Task directions
Continue the personal story titled "Bournvita – A Pinch Of Love," about volunteering at a home for the aged in Kolkata, starting right after its final sentence.

Excerpted text
------------------------------------------------
Bournvita – A Pinch Of Love

BOURNVITA – THE PINCH OF LOVE

 

This is a true Incident that happened in my life when I was 16 years old .

 

 

 “It’s ironical to hear oneself called old, even at ninety I suppose !” However, I felt the truth of this statement when I met 70 yr old George in the chapel of an Elderly Home in Kolkata, thirty two years ago. 

 

Those were the dream-ridden days of my adolescence. I was 16 and had just completed my High School exams . I hailed from a Baha’i family. My father, a Senior Manager at the Oberoi Hotel , and my mother a house wife both instilled in me a vision of service to mankind since my childhood. So when I had few months of spare time before joining college I decided to volunteer my services to such desolate people as were utterly in need of someone’s special love and care, and this pressing desire directed my footsteps to that Home for the Aged near my house.
------------------------------------------------
Input data
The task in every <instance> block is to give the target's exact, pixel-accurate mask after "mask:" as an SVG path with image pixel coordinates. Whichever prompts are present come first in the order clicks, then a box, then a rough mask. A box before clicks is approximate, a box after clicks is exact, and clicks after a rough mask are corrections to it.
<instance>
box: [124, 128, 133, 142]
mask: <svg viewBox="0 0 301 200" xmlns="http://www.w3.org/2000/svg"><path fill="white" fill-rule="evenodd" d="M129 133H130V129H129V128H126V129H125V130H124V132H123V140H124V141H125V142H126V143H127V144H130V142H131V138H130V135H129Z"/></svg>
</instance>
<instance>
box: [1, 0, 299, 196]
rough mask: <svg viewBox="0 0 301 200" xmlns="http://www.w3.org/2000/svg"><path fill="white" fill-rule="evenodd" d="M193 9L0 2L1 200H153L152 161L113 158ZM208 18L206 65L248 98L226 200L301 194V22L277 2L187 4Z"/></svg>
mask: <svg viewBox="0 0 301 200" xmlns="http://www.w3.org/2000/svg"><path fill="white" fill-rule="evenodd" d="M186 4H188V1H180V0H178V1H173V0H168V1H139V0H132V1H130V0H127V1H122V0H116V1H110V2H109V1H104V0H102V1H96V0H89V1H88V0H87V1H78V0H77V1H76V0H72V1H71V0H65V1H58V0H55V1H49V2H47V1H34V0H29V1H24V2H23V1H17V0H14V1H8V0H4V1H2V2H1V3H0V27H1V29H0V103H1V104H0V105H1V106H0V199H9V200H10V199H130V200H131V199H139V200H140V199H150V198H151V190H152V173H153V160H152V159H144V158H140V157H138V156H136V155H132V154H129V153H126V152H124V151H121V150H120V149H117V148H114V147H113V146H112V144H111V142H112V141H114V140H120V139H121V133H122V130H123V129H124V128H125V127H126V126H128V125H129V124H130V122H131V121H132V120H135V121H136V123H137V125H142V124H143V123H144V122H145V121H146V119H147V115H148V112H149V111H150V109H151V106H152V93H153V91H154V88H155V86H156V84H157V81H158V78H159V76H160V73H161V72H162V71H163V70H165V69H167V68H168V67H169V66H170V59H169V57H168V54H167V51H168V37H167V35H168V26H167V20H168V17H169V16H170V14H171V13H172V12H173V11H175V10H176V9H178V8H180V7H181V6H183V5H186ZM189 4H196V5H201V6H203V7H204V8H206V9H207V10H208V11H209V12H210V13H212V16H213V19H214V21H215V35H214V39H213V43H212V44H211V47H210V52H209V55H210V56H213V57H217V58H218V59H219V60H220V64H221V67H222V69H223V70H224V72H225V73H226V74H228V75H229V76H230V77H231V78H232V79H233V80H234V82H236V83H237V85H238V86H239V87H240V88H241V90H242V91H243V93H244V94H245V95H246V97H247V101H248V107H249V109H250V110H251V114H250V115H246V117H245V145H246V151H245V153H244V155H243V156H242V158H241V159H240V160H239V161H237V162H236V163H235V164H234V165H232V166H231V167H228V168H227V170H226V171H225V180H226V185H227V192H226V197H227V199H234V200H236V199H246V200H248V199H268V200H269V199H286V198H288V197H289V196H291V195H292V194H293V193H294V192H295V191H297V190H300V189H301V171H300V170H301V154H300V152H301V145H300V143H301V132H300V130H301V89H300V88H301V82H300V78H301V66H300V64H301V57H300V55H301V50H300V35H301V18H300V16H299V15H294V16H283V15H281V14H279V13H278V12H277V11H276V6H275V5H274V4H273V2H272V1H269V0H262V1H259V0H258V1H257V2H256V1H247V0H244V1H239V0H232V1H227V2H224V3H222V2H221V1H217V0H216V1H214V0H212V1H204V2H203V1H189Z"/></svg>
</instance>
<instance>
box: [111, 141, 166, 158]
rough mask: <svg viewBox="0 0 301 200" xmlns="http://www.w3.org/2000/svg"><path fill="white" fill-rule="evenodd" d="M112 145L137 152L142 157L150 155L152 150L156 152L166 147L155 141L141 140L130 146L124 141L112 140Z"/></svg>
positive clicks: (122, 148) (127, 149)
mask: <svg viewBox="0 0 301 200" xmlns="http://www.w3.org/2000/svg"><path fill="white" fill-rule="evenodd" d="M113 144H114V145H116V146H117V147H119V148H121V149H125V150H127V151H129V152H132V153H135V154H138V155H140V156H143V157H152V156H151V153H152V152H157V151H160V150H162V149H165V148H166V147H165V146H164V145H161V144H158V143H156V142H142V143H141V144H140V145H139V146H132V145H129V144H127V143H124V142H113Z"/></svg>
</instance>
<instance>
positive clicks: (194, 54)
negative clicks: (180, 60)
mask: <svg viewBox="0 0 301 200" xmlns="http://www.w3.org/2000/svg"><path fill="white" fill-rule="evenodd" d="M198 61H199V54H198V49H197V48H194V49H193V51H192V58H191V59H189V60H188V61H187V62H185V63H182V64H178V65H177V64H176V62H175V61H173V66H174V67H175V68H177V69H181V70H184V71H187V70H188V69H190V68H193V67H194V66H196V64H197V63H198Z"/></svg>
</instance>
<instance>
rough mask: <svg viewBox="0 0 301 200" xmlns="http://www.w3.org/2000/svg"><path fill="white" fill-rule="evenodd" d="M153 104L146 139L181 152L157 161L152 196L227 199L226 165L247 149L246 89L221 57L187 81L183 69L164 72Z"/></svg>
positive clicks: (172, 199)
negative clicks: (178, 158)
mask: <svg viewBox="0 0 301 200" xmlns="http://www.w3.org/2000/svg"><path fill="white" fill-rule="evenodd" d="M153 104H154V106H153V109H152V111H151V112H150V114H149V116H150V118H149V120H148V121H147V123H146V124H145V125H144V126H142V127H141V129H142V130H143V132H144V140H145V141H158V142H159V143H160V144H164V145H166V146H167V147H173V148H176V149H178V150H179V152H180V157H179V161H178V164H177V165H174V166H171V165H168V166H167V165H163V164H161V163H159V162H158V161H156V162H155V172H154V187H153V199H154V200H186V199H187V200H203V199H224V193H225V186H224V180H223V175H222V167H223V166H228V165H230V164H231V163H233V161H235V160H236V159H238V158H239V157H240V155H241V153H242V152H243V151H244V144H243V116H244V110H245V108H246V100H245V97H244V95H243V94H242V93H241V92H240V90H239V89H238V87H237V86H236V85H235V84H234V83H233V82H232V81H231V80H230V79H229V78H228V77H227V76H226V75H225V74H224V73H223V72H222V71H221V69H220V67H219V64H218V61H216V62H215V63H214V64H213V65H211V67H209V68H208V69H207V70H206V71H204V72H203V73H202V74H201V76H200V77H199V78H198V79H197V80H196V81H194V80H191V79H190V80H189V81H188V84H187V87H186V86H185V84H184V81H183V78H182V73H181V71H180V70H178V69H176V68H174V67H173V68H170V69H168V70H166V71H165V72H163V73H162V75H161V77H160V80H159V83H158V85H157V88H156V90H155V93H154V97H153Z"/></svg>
------------------------------------------------
Response area
No doubt, they were always in need of volunteers but there was a problem…. “Listen,Tina!” the Director looked into my face: “Think before you decide. Old people tend to be emotionally involved with those who serve them. You will come here for a week or so and then disappear as most youths do. This is too heart-breaking for them as they tend to get attached easily.” . I understood but my desire was firm. Yet, I decided to really ponder over it before I could commit. The Director allowed me to visit the Home for next few days, observe and see what type of a person would be emotionally akin to me.  

 

It was perhaps during my fourth visit when those pensive notes from the chapel drew me as if with a magnetic power. The evening mass was over and a graceful-looking septuagenarian was playing the piano. I loved playing the piano myself, so I can’t say if it was my love for piano or for that long-faced, narrow- chinned, slender-fingered old man that immediately spurred me to arrive at a decision – an unchangeable decision.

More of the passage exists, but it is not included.